◆ TASKS TO PERFORM ◆
1. Summarize the passage about Hasdrabal Barca below in two sentences.
2. Reproduce the passage about Hasdrabal Barca below word for word, starting with "Leading the fight" and going on through "of Egypt's history.".

◆ EXTRACT TO READ ◆
• • • • • • •
Leading the fight to preserve the soul of Egypt is Hasdrabal Barca, the Pharaoh's deadliest killer. Possessed of a rage few men can fathom and fewer can withstand, Barca struggles each day to preserve the last sliver of his humanity. But, when one of Egypt's most celebrated generals, a Greek mercenary called Phanes, defects to the Persians, it triggers a savage war that will tax Barca's skills, and his humanity, to the limit. From the political wasteland of Palestine, to the searing deserts east of the Nile, to the streets of ancient Memphis, Barca and Phanes play a desperate game of cat-and-mouse — a game culminating in the bloodiest battle of Egypt's history.

Caught in the midst of this violence is Jauharah, a slave in the House of Life. She is Arabian, dark-haired and proud — a healer with gifts her blood, her station, and her gender overshadow. Though her hands tend to Barca's countless wounds, it is her spirit that heals and changes him. Once a fearsome demigod of war, Hasdrabal Barca becomes human again. A man now motivated as much by love as anger.
• • • • • • •
◆ DATA SHOWN ◆
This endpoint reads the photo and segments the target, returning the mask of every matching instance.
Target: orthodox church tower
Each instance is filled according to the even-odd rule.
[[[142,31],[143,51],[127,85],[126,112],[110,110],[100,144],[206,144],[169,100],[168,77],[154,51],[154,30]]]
• • • • • • •
◆ RESULTS IN ORDER ◆
1. Hasdrabal Barca, the Pharaoh's deadliest killer, fights to preserve both Egypt and his own humanity, and when the Greek mercenary general Phanes defects to the Persians, the two play a desperate game of cat-and-mouse that ends in the bloodiest battle of Egypt's history. Jauharah, a proud Arabian slave and healer in the House of Life, tends Barca's wounds, and her spirit changes him from a fearsome demigod of war into a man moved as much by love as by anger.

2.
Leading the fight to preserve the soul of Egypt is Hasdrabal Barca, the Pharaoh's deadliest killer. Possessed of a rage few men can fathom and fewer can withstand, Barca struggles each day to preserve the last sliver of his humanity. But, when one of Egypt's most celebrated generals, a Greek mercenary called Phanes, defects to the Persians, it triggers a savage war that will tax Barca's skills, and his humanity, to the limit. From the political wasteland of Palestine, to the searing deserts east of the Nile, to the streets of ancient Memphis, Barca and Phanes play a desperate game of cat-and-mouse — a game culminating in the bloodiest battle of Egypt's history.